===== EXERCISE INPUT =====

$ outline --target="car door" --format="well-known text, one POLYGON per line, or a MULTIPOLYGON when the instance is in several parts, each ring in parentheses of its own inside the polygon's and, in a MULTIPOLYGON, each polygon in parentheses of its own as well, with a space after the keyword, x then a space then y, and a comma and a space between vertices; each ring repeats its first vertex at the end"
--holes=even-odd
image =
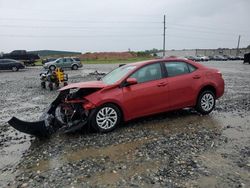
POLYGON ((0 59, 0 70, 4 70, 4 60, 0 59))
POLYGON ((171 109, 193 106, 201 75, 195 66, 186 62, 165 62, 168 79, 168 97, 171 109))
POLYGON ((10 69, 9 67, 9 61, 8 60, 0 60, 0 69, 1 70, 7 70, 10 69))
POLYGON ((154 63, 138 69, 129 76, 136 78, 138 82, 123 87, 123 104, 129 119, 166 110, 168 89, 162 70, 160 63, 154 63))

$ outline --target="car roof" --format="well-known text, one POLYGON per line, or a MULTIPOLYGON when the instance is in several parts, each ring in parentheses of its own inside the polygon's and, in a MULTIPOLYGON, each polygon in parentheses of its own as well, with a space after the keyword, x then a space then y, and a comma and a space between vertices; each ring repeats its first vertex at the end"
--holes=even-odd
POLYGON ((129 65, 134 65, 137 67, 141 67, 147 64, 151 63, 157 63, 157 62, 170 62, 170 61, 180 61, 180 62, 187 62, 190 63, 198 68, 204 67, 200 63, 197 63, 195 61, 186 59, 186 58, 173 58, 173 57, 168 57, 168 58, 162 58, 162 59, 153 59, 153 60, 147 60, 147 61, 139 61, 139 62, 134 62, 134 63, 129 63, 129 65))
POLYGON ((0 60, 4 60, 4 61, 8 60, 8 61, 15 61, 15 62, 18 62, 18 61, 15 60, 15 59, 0 59, 0 60))

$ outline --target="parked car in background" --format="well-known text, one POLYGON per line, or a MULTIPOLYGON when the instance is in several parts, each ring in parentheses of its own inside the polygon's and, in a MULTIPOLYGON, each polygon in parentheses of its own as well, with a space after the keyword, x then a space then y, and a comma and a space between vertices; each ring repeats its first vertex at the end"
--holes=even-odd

=====

EXERCISE DIRECTIONS ▸ Reproduce every item above, replacing each "even-odd" with "nonzero" and keeping everything else the same. Leave the pictures out of your copy.

PROBLEM SOLUTION ▸
$ outline --target="car door" --format="well-known text, one POLYGON per line, or a MULTIPOLYGON when the instance is in several parts, each ring in parentheses of its own inside the polygon's and, in a MULTIPOLYGON, each polygon in parentheses of its own as well, with a space after the keyword, x then a space then y, and a comma and a space between vertices; each ring repeats its first vertex at the end"
--holes=nonzero
image =
POLYGON ((0 59, 0 70, 4 70, 4 60, 0 59))
POLYGON ((171 109, 193 106, 201 75, 195 66, 186 62, 165 62, 168 79, 168 97, 171 109))
POLYGON ((10 69, 9 67, 9 61, 8 60, 0 60, 0 69, 1 70, 7 70, 10 69))
POLYGON ((154 63, 138 69, 129 76, 136 78, 138 82, 123 87, 123 104, 129 119, 166 110, 168 89, 162 70, 160 63, 154 63))

$ outline --target="car roof" --format="well-known text, one POLYGON per line, or a MULTIPOLYGON when the instance is in several parts, each ring in parentheses of its own inside the polygon's and, in a MULTIPOLYGON, each polygon in parentheses of its own as well, with a space after the keyword, x then a space then y, and a comma and a space between vertices; each ring repeats its first vertex at the end"
--holes=nonzero
POLYGON ((129 65, 134 65, 137 67, 141 67, 147 64, 151 63, 157 63, 157 62, 170 62, 170 61, 180 61, 180 62, 187 62, 190 63, 198 68, 204 67, 200 63, 197 63, 195 61, 186 59, 186 58, 173 58, 173 57, 168 57, 168 58, 162 58, 162 59, 153 59, 153 60, 147 60, 147 61, 139 61, 139 62, 134 62, 134 63, 129 63, 129 65))
POLYGON ((0 60, 4 60, 4 61, 8 60, 8 61, 15 61, 15 62, 18 62, 18 61, 15 60, 15 59, 0 59, 0 60))

$ outline --target="parked car in background" --format="well-known text, one POLYGON per line, or a MULTIPOLYGON when the instance is in several parts, each ring in parentheses of its own inside the polygon's and, in a MULTIPOLYGON, each polygon in parentheses of its own as well, with a space after the keyword, x then a space then y, and a comma and a space between vertices; each ring repeats its first vertex at the end"
--holes=nonzero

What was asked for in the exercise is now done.